## Try it
From the entries that follow, report every line in which "instance" occurs.

::::::

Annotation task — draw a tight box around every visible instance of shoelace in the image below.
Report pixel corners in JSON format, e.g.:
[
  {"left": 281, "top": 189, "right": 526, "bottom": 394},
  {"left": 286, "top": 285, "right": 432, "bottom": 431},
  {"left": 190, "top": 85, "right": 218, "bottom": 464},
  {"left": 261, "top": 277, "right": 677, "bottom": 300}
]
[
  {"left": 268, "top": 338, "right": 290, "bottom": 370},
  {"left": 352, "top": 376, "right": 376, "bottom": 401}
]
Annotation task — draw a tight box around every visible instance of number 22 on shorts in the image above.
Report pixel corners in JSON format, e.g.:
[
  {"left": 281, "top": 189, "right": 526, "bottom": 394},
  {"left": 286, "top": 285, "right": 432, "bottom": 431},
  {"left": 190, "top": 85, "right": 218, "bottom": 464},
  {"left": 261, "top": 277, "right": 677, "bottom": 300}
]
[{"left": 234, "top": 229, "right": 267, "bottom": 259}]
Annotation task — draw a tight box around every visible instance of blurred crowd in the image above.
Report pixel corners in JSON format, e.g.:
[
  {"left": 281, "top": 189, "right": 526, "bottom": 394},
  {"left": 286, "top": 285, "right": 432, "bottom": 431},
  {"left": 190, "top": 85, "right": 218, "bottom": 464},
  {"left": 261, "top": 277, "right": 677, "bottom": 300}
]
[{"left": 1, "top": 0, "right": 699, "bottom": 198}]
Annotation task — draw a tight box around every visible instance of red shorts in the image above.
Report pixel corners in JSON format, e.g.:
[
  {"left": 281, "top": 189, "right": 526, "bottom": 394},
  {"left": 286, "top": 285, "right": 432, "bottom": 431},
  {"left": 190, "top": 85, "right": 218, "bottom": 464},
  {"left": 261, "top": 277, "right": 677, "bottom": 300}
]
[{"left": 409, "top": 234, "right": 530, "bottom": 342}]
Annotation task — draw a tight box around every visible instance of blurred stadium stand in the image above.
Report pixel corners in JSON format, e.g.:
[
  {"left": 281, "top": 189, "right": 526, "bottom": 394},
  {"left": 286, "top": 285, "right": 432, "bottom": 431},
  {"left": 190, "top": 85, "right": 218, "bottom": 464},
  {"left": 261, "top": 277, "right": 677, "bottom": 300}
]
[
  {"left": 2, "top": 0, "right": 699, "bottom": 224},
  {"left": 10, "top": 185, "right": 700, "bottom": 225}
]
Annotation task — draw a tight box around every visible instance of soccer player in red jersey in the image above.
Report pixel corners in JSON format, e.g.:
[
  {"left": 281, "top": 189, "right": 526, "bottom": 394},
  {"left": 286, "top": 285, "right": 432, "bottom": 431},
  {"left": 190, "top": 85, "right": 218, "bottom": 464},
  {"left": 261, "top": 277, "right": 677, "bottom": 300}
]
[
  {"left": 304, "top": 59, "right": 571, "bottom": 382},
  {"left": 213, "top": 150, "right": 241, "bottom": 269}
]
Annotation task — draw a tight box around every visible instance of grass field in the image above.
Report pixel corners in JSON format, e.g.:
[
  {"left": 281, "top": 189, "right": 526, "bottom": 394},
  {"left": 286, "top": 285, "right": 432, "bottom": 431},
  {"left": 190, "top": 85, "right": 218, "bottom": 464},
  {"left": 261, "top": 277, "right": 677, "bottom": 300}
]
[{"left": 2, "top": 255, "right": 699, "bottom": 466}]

::::::

## Result of the task
Annotation task — draw a tight box around every visible instance of shoelace in the image below.
Annotation task — draw a tight box around every visible instance of number 22 on shorts in the image above.
Annotation task — draw a tight box around every visible instance of blurred crowd in the image above.
Annotation task — draw a tight box around every visible instance of red shorts in the image above.
Annotation task — draw a tight box around every visible instance of blurred stadium stand in the image above.
Annotation task — draw a tight box around every visible instance of soccer player in red jersey in the image above.
Annotation task — draw a tight box around every visible instance of grass field in the image above.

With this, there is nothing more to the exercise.